__Work to be completed__.
Set down the material in full. Keep every line exactly as it is.

__Material provided__.
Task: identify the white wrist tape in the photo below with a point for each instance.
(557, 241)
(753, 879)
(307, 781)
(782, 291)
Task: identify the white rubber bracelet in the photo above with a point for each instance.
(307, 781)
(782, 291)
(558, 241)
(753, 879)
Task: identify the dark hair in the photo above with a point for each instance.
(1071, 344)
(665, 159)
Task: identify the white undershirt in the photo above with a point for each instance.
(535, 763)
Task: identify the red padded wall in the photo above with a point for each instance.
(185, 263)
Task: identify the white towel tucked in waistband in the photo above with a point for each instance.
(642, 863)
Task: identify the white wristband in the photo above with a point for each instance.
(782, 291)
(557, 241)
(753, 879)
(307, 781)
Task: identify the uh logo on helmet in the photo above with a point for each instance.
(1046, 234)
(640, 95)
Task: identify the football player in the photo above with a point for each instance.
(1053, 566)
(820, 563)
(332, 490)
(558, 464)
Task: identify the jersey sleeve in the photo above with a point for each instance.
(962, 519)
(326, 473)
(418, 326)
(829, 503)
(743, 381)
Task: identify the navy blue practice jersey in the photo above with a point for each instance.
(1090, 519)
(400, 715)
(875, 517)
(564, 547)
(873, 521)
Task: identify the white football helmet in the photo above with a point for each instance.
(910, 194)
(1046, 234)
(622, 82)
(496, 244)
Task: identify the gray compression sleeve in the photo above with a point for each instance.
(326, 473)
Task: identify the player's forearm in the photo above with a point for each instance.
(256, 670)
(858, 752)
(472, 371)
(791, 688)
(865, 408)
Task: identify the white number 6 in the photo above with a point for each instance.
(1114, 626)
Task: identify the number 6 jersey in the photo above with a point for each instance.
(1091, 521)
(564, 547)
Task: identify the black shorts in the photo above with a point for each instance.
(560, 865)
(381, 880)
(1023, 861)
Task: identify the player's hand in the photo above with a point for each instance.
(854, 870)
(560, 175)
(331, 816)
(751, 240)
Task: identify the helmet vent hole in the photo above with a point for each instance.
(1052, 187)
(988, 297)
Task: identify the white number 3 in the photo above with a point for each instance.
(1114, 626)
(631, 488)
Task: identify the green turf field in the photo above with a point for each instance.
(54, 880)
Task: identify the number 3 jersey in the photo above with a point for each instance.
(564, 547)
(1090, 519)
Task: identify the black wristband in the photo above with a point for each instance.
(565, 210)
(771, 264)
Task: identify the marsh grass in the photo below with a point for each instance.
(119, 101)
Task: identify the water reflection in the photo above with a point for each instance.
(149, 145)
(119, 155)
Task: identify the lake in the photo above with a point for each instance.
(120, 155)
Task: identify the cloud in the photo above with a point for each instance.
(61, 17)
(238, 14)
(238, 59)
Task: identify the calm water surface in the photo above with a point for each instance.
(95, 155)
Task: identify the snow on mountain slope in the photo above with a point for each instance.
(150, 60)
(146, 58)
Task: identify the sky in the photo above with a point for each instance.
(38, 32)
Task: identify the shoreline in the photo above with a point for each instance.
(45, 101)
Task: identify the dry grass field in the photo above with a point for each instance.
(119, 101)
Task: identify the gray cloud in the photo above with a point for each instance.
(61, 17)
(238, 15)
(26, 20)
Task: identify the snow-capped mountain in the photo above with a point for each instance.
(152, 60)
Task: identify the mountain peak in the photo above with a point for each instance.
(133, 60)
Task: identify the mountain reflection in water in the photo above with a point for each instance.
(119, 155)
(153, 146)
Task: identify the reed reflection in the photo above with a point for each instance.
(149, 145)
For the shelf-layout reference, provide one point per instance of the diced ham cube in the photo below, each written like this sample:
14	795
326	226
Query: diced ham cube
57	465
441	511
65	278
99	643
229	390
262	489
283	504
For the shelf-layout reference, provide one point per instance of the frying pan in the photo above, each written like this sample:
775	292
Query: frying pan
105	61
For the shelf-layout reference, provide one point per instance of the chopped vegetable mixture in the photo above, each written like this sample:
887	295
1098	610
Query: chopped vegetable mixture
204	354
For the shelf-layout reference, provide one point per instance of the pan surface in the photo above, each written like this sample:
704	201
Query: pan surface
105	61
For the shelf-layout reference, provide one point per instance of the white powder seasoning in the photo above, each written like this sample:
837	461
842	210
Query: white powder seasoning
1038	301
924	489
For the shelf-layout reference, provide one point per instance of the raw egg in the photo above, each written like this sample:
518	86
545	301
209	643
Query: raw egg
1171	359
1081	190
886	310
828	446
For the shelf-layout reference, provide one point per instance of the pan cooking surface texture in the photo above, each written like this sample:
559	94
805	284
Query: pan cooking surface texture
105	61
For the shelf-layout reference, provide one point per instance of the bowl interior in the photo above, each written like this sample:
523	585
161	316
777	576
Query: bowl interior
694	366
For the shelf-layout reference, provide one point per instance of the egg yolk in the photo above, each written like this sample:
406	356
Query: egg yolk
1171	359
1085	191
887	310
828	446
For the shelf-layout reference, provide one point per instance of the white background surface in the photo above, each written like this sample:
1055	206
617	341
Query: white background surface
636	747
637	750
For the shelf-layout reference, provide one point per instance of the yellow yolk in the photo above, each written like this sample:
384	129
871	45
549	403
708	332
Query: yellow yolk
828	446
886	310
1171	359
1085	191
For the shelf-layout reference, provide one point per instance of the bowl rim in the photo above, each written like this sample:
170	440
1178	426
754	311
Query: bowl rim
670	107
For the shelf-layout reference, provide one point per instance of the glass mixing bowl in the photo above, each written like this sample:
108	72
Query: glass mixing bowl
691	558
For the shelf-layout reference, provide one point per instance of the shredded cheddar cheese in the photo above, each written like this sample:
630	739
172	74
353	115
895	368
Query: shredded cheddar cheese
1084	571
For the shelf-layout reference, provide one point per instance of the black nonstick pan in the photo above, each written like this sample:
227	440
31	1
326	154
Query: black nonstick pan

__Task output__.
Task: identify the white wrist tape in the photo below with a point for each instance.
(557, 241)
(753, 879)
(307, 781)
(782, 291)
Task: identify the white rubber bracelet in the photo above with a point for each instance.
(307, 781)
(782, 291)
(558, 241)
(753, 879)
Task: identify the dark hair in the photo above with a point for each instance.
(1071, 344)
(665, 159)
Task: identify the white undershirt in the photo above with a point for each instance.
(535, 763)
Task: identify the red padded wall in the photo above with a point for each instance.
(185, 263)
Task: identify the white towel tucked in waistband in the photo above with a point for each instance.
(642, 863)
Task: identify the white wristband in the photo above with a point for each instance.
(782, 291)
(557, 241)
(753, 879)
(307, 781)
Task: identify the uh logo on helmet in the photo above with a point for each instance.
(1046, 234)
(640, 95)
Task: identify the football player in the photo above with a point for each instance.
(1053, 566)
(820, 563)
(332, 490)
(558, 464)
Task: identify the jersey sleeve in the photo above with a point for each instance.
(962, 519)
(326, 473)
(418, 326)
(829, 503)
(743, 381)
Task: identify the navy blue practice jersey in the photo above with a point for each instance.
(1090, 519)
(400, 715)
(875, 517)
(564, 547)
(873, 521)
Task: identify the white football helmet in the photo above with a point for each instance.
(910, 194)
(1046, 234)
(622, 82)
(496, 244)
Task: identify the gray compression sleeve in the photo above with a point for each instance.
(326, 473)
Task: identify the player's forearm in the photo above with a point for each instance.
(256, 670)
(858, 752)
(472, 371)
(791, 688)
(865, 408)
Task: identify the white number 6 in the photo above with a point for each instance.
(1114, 626)
Task: identify the number 6 jersey in the photo above with a point for each instance.
(1091, 521)
(564, 547)
Task: identify the black shorts in the photo above with a point for each instance.
(560, 865)
(381, 880)
(1023, 861)
Task: identify the player's hand in the photo above with a point for each instance.
(854, 870)
(560, 175)
(331, 816)
(751, 240)
Task: identify the helmet vent hole in the photo above with a point for each instance.
(1052, 187)
(988, 297)
Task: identify the white number 3 in the photo above with a point for each instance.
(1114, 626)
(631, 488)
Task: identify the green turf field in the photo above with a point for each instance.
(54, 880)
Task: identify the number 3 jersey in the photo above with a point for each instance.
(564, 547)
(1090, 519)
Task: identify the black wristband in the photo above with a point for each instance.
(565, 210)
(771, 264)
Task: identify the marsh grass in the photo below with a point for each instance.
(119, 101)
Task: identify the water reflection in the photo above with a point for each instance.
(149, 145)
(119, 155)
Task: identify the lake in the photo above with a point for each instance.
(120, 155)
Task: identify the cloud in the photo above with a point for each instance.
(61, 17)
(238, 14)
(238, 59)
Task: identify the calm water surface in the photo above with a point for each instance.
(95, 155)
Task: identify the snow on mountain slope in the photo above with a point for each instance.
(150, 60)
(146, 58)
Task: identify the sky in the photo above with a point for each instance.
(38, 32)
Task: identify the shoreline in the photo above with a point for each instance.
(45, 101)
Task: identify the dry grass field in the photo above with a point for each instance.
(119, 101)
Task: identify the gray cloud in the photo above with a point for each instance.
(61, 17)
(238, 15)
(26, 20)
Task: identify the snow-capped mountain in the photo above with a point for each instance.
(152, 60)
Task: identify the mountain peak in the photo above with a point for each instance.
(133, 60)
Task: identify the mountain reflection in water in the photo above with a point for each instance.
(119, 155)
(153, 146)
Task: identify the reed reflection in the photo above with a point for each instance.
(149, 145)
For the shelf-layout reference, provide one point per instance of the diced ham cube in the photo below, each written like this sample:
14	795
326	226
Query: diced ham cube
57	465
441	511
65	278
99	643
229	390
262	489
283	504
For the shelf-layout reference, provide one point per instance of the frying pan in the photo above, each written like this sample:
775	292
Query: frying pan
105	61
For the shelf-layout reference, provide one point per instance of the chopped vegetable mixture in the photo above, each written like this sample:
887	295
1098	610
Query: chopped vegetable mixture
204	354
For the shelf-layout reference, provide one point per instance of the pan surface in the photo above, each written like this sample:
704	201
Query: pan surface
105	61
For the shelf-layout reference, provide one point per instance of the white powder seasoning in the photo above, each written like this sample:
837	461
842	210
Query: white powder seasoning
1038	301
924	489
For the shelf-layout reference, provide one point per instance of the raw egg in the photo above, each written like this sample:
518	86
545	301
209	643
Query: raw egg
1171	359
1081	190
886	310
828	446
For the shelf-layout reference, provide one point per instance of the pan cooking surface texture in the photo above, each written like this sample:
559	94
805	284
Query: pan cooking surface texture
105	61
For the shelf-layout reference, provide one point per instance of the bowl interior in the photo above, each written like this sample:
523	585
161	316
777	576
Query: bowl interior
694	366
For the shelf-layout reference, provide one point per instance of the egg yolk in the photo above, each written like this sample:
406	356
Query: egg yolk
1171	359
1085	191
887	310
828	446
For the shelf-layout reference, provide one point per instance of the white background surface in the photo above, each written like this sample:
1055	206
617	341
Query: white background surface
636	747
637	750
For the shelf-layout reference, provide one point per instance of the yellow yolk in the photo above, each written like this sample:
384	129
871	45
549	403
708	332
Query: yellow yolk
828	446
886	310
1171	359
1085	191
For the shelf-layout reference, provide one point per instance of the bowl rim in the photo above, each written like this sample:
170	440
1178	426
754	311
Query: bowl rim
670	107
For the shelf-layout reference, provide one point per instance of the glass mixing bowl in the photo above, each written like this sample:
108	72
Query: glass mixing bowl
691	558
For the shelf-layout reference, provide one point per instance of the shredded cheddar cheese in the photo above, each written like this sample:
630	739
172	74
353	115
895	368
Query: shredded cheddar cheese
1084	571
For the shelf-layout reference, provide one point per instance of the black nonstick pan in the photo above, each written like this sample:
227	440
31	1
326	154
Query: black nonstick pan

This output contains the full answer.